▶ EXERCISE: Please copy out all the data. Every detail stays the same.

DATA FOR PROCESSING section start

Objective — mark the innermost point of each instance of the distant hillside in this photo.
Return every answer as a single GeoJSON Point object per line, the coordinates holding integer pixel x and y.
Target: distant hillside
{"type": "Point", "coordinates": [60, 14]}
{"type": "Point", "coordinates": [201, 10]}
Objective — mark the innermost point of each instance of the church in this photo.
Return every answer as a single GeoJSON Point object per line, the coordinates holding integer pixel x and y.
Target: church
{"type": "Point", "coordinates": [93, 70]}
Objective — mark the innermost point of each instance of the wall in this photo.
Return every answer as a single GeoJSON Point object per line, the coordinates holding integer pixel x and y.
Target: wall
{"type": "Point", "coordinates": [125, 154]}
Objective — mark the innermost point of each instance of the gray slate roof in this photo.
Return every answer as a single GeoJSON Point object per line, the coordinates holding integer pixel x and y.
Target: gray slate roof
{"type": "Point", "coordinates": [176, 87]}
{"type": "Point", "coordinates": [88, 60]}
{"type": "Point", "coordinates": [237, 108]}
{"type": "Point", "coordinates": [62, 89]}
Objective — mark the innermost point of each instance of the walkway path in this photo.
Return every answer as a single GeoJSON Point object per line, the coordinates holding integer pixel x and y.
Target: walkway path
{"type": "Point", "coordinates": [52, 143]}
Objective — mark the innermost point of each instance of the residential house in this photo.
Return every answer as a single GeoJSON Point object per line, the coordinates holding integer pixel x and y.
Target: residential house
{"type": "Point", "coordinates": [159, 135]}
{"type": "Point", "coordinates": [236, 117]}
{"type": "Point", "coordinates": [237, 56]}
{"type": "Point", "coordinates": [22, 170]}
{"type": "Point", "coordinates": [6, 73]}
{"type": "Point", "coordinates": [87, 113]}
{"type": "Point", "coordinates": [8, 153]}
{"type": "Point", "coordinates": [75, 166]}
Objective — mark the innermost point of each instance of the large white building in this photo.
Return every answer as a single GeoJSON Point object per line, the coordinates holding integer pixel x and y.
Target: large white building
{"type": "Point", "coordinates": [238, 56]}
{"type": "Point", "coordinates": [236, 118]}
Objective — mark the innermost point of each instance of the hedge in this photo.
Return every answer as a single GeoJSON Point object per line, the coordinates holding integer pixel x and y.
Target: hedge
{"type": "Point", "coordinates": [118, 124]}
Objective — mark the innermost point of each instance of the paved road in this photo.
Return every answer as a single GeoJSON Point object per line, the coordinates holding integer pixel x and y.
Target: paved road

DATA FOR PROCESSING section end

▶ WRITTEN REPLY:
Objective — mark the innermost point of each instance of the distant hillside in this photo.
Return every answer as a single GeoJSON Point object per line, the coordinates holding integer pixel x and y.
Target: distant hillside
{"type": "Point", "coordinates": [60, 14]}
{"type": "Point", "coordinates": [201, 10]}
Objective — mark the innermost point of each instance of the church in this photo.
Return every answer as a single GeoJSON Point object per line, the coordinates holding integer pixel x and y.
Target: church
{"type": "Point", "coordinates": [93, 70]}
Objective — mark the innermost point of each instance of the wall in this photo.
Return every answer as a single GeoJSON Point object per line, the coordinates holding integer pixel x and y.
Target: wall
{"type": "Point", "coordinates": [125, 154]}
Objective — mark the innermost point of each instance of the gray slate roof in this photo.
Return every answer as a single GeoJSON Point object per line, the coordinates holding integer pixel x and y.
Target: gray slate roof
{"type": "Point", "coordinates": [176, 87]}
{"type": "Point", "coordinates": [88, 60]}
{"type": "Point", "coordinates": [237, 108]}
{"type": "Point", "coordinates": [62, 89]}
Objective — mark the innermost point of each instance of the walkway path in this photo.
Return every answer as a single GeoJSON Point object per line, the coordinates holding integer pixel x and y.
Target: walkway path
{"type": "Point", "coordinates": [52, 143]}
Objective — mark the innermost point of each instance of the residential house in this photo.
Return every answer as a single GeoJSON Point object per line, the coordinates holding integer pixel x and y.
Target: residential house
{"type": "Point", "coordinates": [159, 135]}
{"type": "Point", "coordinates": [236, 117]}
{"type": "Point", "coordinates": [237, 56]}
{"type": "Point", "coordinates": [22, 170]}
{"type": "Point", "coordinates": [6, 73]}
{"type": "Point", "coordinates": [87, 113]}
{"type": "Point", "coordinates": [8, 153]}
{"type": "Point", "coordinates": [75, 166]}
Objective — mark the innermost point of each instance of the large white building in this photo.
Return every answer as a single GeoJSON Point object per line, the coordinates holding integer pixel x and y.
Target: large white building
{"type": "Point", "coordinates": [238, 56]}
{"type": "Point", "coordinates": [236, 118]}
Objective — mark the innermost point of each instance of the hedge in this photo.
Return every answer as a single GeoJSON Point object per line, the coordinates holding integer pixel x and y.
Target: hedge
{"type": "Point", "coordinates": [118, 124]}
Objective — mark the innermost point of each instance of the paved road in this photo.
Return every answer as a single GeoJSON Point object per line, the coordinates holding integer pixel x and y.
Target: paved road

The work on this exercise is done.